Giorgio Napolitano, come lascia capire chiaramente Gianni Letta, non fu l'uomo del complotto ai danni dell'ultimo governo Berlusconi. La nota di Paola Sacchi.

I funerali sono spesso occasione di bilanci, di messaggi per il futuro e per ristabilire punti di chiarezza. Quelli laici di Giorgio Napolitano, la cui vita ha attraversato quasi un secolo, sono stati l’omaggio a un uomo che abbracciò “la politica come ideale, passione e professione”, che non amava “la demagogia”, “che fece battaglie giuste e sostenne anche cause sbagliate”, come ha detto il figlio Giulio Napolitano.

Ma le esequie sono state anche il bilancio degli anni da presidente della Repubblica, il primo che accettò il sacrificio del secondo mandato, in cui si trovò a confrontarsi con un uomo così profondamente diverso da lui come Silvio Berlusconi. Chi meglio di Gianni Letta, l’amico di una vita del Cavaliere, il sottosegretario plenipotenziario alla presidenza del Consiglio dei governi Berlusconi e in particolare anche dell’ultimo terminato prima del tempo nel 2011, può ora ristabilire che non ci fu da parte di quel Capo dello Stato, che aveva “così a cuore le istituzioni”, quel complotto, con l’arrivo successivo di Mario Monti, di cui i media di area di destracentro sono tornati a incolparlo anche ora da morto?

* **Righe fornite**
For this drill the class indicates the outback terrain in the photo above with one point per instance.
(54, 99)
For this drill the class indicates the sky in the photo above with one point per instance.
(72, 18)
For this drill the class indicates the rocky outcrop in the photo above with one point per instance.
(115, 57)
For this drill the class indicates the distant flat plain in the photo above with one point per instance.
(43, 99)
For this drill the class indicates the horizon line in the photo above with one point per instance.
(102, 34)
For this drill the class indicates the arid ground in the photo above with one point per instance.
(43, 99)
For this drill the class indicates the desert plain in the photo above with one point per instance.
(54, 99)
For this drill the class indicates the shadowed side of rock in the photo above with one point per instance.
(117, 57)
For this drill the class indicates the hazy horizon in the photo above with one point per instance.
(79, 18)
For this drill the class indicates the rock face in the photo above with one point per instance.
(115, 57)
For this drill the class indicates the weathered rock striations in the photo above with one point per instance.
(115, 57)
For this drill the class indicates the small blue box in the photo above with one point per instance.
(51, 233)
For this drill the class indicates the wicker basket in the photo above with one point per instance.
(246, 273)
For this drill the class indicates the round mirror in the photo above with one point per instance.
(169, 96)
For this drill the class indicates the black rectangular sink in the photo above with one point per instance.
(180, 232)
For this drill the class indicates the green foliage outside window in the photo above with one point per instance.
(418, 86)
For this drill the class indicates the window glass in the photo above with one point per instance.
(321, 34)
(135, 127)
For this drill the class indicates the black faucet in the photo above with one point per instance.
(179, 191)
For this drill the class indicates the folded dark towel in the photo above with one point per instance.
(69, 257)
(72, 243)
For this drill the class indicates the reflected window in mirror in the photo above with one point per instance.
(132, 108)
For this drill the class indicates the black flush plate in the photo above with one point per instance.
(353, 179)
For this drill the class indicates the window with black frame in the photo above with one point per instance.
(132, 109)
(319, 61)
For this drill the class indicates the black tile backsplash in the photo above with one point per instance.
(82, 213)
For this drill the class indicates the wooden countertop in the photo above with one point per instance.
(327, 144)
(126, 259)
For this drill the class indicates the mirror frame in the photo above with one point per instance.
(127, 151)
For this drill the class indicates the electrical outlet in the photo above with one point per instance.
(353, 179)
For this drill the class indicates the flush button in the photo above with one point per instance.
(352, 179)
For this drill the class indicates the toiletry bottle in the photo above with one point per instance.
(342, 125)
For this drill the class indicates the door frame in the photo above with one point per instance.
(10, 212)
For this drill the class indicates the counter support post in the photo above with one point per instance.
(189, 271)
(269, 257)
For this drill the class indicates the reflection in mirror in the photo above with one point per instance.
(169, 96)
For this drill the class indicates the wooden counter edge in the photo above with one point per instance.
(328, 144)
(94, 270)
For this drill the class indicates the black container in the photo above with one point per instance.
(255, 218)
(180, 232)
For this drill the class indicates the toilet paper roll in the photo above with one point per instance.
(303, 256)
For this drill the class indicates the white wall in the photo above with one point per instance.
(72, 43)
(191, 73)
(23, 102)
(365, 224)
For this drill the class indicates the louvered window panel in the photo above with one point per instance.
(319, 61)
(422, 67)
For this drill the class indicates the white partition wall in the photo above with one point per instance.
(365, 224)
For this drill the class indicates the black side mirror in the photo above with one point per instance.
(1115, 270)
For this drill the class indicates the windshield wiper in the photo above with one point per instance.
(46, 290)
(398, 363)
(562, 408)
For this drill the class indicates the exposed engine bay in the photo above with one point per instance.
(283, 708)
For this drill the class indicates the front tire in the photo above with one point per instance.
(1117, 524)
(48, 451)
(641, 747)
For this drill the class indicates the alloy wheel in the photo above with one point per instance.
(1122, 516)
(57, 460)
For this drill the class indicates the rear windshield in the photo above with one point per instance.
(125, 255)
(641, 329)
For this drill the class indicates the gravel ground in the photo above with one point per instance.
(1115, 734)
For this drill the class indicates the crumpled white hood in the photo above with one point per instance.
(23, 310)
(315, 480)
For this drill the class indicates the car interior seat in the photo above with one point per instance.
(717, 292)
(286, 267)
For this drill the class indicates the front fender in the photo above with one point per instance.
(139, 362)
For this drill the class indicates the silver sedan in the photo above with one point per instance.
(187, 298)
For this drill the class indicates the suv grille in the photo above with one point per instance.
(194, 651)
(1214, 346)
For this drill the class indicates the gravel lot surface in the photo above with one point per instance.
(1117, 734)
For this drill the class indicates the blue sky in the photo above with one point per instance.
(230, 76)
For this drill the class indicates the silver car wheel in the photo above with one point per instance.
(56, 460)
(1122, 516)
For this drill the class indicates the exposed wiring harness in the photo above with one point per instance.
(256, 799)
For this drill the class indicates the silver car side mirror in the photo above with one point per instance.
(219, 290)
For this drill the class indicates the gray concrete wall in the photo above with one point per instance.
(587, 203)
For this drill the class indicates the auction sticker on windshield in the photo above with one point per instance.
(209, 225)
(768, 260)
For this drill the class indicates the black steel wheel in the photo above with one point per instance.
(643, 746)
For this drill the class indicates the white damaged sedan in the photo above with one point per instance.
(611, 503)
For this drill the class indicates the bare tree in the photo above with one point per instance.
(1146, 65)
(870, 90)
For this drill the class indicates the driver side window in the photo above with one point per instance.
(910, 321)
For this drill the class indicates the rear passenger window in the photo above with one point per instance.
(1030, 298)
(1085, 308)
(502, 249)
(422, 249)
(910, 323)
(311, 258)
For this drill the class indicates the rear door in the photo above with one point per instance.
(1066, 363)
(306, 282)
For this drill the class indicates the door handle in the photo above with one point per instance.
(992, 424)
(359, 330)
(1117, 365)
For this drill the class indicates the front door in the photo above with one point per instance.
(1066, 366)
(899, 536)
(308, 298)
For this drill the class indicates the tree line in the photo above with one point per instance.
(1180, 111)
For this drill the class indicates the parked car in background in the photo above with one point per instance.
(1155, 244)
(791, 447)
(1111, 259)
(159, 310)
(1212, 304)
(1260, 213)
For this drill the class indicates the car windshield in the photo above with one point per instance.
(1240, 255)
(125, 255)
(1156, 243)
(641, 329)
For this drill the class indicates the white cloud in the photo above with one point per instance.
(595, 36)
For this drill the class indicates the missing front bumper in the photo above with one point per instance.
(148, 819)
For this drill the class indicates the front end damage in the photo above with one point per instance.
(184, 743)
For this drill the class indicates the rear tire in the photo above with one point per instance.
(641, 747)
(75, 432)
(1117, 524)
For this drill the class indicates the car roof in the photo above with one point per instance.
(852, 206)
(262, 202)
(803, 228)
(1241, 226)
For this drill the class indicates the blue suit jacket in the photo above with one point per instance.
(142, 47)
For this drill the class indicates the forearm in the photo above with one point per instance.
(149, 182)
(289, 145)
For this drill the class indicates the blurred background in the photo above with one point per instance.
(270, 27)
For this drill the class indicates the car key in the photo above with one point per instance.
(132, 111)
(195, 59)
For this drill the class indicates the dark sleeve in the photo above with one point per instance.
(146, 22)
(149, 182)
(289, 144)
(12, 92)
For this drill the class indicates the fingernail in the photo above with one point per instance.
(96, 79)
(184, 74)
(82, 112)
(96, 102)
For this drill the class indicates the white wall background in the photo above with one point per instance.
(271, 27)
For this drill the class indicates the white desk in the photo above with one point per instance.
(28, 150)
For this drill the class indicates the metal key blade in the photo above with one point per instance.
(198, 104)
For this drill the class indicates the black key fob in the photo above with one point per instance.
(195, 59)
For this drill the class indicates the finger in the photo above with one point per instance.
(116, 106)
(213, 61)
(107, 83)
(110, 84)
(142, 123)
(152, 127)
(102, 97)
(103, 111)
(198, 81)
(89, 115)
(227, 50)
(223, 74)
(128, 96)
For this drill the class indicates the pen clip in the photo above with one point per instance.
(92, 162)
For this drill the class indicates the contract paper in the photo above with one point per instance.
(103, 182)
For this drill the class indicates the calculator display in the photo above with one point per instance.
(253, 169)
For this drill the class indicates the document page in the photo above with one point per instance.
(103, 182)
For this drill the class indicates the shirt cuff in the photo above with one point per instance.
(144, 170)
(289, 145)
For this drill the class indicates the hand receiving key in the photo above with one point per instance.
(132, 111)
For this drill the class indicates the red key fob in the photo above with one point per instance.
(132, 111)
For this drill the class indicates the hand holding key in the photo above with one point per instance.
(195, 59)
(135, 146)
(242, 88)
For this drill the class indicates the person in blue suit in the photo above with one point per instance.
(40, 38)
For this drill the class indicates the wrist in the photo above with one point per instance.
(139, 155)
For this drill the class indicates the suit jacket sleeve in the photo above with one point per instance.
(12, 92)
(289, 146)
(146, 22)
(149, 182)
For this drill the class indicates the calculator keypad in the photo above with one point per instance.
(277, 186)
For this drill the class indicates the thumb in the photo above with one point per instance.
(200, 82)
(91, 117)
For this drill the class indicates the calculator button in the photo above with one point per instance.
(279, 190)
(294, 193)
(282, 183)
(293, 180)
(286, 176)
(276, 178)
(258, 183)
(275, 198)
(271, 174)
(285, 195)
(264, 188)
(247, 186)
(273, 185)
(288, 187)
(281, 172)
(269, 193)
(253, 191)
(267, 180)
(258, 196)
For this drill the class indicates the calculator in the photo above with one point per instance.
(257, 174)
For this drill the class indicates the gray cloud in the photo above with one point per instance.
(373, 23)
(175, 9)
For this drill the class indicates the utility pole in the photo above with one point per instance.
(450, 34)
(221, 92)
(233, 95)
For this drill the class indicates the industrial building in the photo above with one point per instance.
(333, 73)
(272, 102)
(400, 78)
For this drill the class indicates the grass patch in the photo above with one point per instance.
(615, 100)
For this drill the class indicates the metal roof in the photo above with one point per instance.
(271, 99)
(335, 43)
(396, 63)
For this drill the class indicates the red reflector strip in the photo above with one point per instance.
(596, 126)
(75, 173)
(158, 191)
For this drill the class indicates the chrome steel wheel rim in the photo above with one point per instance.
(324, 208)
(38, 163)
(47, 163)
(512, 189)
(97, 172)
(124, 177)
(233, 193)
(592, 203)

* **Da svolgere**
• 1. Secondo il brano sui funerali di Napolitano, perché Gianni Letta è la persona più indicata per chiarire che non ci fu alcun complotto contro l'ultimo governo Berlusconi?
• 2. Riporta ogni riga che contiene la parola "tree", distinguendo tra maiuscole e minuscole.

* **Soluzioni**
• 1. Gianni Letta è stato l'amico di una vita di Berlusconi. È stato anche sottosegretario plenipotenziario alla presidenza del Consiglio nei suoi governi, in particolare nell'ultimo, terminato prima del tempo nel 2011.

• 2.
For this drill the class indicates the bare tree in the photo above with one point per instance.
For this drill the class indicates the tree line in the photo above with one point per instance.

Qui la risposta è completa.